## TRECHO
────────────────

Em conjunto, pastorais, organismos e movimentos sociais apresentaram críticas contundentes às soluções baseadas em mecanismos de mercado. O alerta central é claro: a floresta, a água, a terra e os minérios não podem ser tratados como mera mercadoria. A crise climática exige uma mudança estrutural que respeite os limites ecossistêmicos do planeta.
A cidade de Belém, se preparou estruturalmente para sediar a COP30, organizando espaços como a Zona Verde, dedicada à sociedade civil, e a Zona Azul, reservada às negociações formais. No entanto, o espaço com maior incidência se revelou no que a imprensa denominou de atividades “paralelas”. Pode-se afirmar que a maior participação foi na Cúpula dos Povos, Aldeia dos Povos, Tapiri, Casa da COP e outros.
A Zona Verde, por exemplo, revelou contradições entre o discurso e a realidade da inclusão dos povos mais afetados pela crise climática, principalmente povos e comunidades tradicionais. Um episódio expôs o cerne da contradição: os povos Munduruku foram inicialmente barrados na entrada da Zona Verde, da qual participavam de uma atividade agendada.

────────────────

## INFORMAÇÕES EXIBIDAS

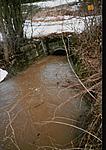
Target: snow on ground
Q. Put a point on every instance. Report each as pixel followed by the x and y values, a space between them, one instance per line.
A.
pixel 3 74
pixel 52 3
pixel 69 24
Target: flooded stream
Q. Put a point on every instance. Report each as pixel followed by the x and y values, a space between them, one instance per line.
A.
pixel 30 100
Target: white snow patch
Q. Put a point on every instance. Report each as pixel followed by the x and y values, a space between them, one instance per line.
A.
pixel 3 74
pixel 52 3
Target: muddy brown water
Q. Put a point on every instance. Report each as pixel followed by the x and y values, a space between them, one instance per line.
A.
pixel 29 101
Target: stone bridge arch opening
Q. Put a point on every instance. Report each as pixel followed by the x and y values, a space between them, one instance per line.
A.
pixel 59 52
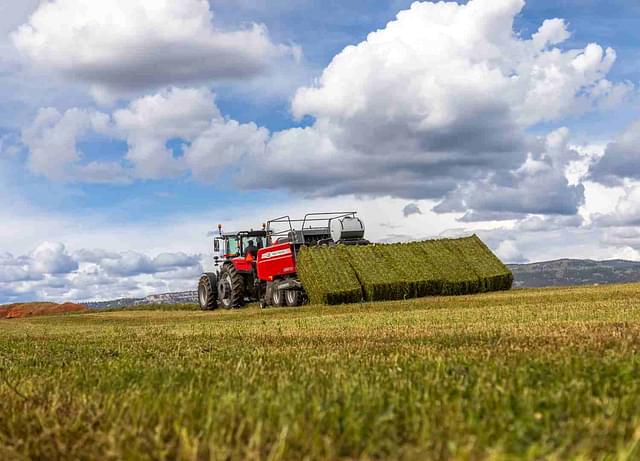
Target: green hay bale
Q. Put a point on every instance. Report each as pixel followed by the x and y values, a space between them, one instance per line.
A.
pixel 457 278
pixel 492 273
pixel 409 262
pixel 377 277
pixel 326 277
pixel 344 274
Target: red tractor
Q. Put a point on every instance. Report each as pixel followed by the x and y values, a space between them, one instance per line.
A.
pixel 261 265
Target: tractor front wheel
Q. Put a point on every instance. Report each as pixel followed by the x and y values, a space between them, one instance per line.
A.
pixel 230 288
pixel 293 298
pixel 277 298
pixel 208 292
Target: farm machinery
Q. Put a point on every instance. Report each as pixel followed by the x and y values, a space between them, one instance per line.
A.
pixel 260 265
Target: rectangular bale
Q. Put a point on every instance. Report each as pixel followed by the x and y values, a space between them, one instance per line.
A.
pixel 421 276
pixel 457 277
pixel 493 274
pixel 327 278
pixel 379 280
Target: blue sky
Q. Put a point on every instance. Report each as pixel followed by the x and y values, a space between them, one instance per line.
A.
pixel 130 145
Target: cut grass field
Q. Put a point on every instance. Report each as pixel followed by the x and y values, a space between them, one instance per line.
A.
pixel 522 374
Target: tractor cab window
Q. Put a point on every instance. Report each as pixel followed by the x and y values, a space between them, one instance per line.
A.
pixel 232 246
pixel 259 242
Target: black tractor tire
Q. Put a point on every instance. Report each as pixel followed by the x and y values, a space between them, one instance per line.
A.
pixel 230 288
pixel 277 298
pixel 293 298
pixel 208 292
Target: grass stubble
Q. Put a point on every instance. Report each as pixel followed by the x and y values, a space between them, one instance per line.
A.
pixel 526 374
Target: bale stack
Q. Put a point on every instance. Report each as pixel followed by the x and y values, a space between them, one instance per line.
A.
pixel 346 274
pixel 326 277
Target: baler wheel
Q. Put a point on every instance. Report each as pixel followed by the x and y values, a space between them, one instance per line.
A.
pixel 208 292
pixel 230 288
pixel 293 298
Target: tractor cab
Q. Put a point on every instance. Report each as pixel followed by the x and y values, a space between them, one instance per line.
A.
pixel 269 273
pixel 232 246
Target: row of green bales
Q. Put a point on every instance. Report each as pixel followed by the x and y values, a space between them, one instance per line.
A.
pixel 350 274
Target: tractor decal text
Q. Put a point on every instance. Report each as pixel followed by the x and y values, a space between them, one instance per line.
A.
pixel 275 254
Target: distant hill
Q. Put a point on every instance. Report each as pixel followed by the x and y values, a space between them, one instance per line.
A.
pixel 565 272
pixel 20 310
pixel 562 272
pixel 166 298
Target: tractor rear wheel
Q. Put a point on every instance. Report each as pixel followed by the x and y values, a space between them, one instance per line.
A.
pixel 293 298
pixel 208 292
pixel 277 298
pixel 230 287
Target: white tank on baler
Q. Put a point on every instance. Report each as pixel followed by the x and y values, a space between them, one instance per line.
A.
pixel 347 228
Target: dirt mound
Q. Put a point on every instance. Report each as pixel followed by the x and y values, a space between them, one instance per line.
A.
pixel 15 311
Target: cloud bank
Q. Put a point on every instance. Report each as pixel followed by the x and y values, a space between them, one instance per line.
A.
pixel 124 46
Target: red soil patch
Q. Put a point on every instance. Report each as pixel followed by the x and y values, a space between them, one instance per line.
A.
pixel 15 311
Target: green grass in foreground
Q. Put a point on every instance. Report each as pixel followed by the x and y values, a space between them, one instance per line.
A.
pixel 521 374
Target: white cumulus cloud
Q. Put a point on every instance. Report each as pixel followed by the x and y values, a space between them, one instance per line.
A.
pixel 118 46
pixel 441 99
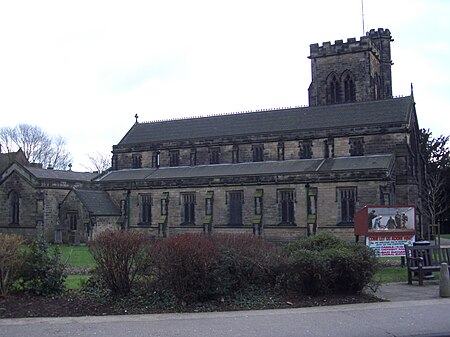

────────────────

## ENUNCIADO DA TAREFA
Transcreva integralmente o trecho sobre a COP30 em Belém, sem alterar nenhuma palavra ou sinal de pontuação.

## RESPOSTA DO EXERCÍCIO
Em conjunto, pastorais, organismos e movimentos sociais apresentaram críticas contundentes às soluções baseadas em mecanismos de mercado. O alerta central é claro: a floresta, a água, a terra e os minérios não podem ser tratados como mera mercadoria. A crise climática exige uma mudança estrutural que respeite os limites ecossistêmicos do planeta.
A cidade de Belém, se preparou estruturalmente para sediar a COP30, organizando espaços como a Zona Verde, dedicada à sociedade civil, e a Zona Azul, reservada às negociações formais. No entanto, o espaço com maior incidência se revelou no que a imprensa denominou de atividades “paralelas”. Pode-se afirmar que a maior participação foi na Cúpula dos Povos, Aldeia dos Povos, Tapiri, Casa da COP e outros.
A Zona Verde, por exemplo, revelou contradições entre o discurso e a realidade da inclusão dos povos mais afetados pela crise climática, principalmente povos e comunidades tradicionais. Um episódio expôs o cerne da contradição: os povos Munduruku foram inicialmente barrados na entrada da Zona Verde, da qual participavam de uma atividade agendada.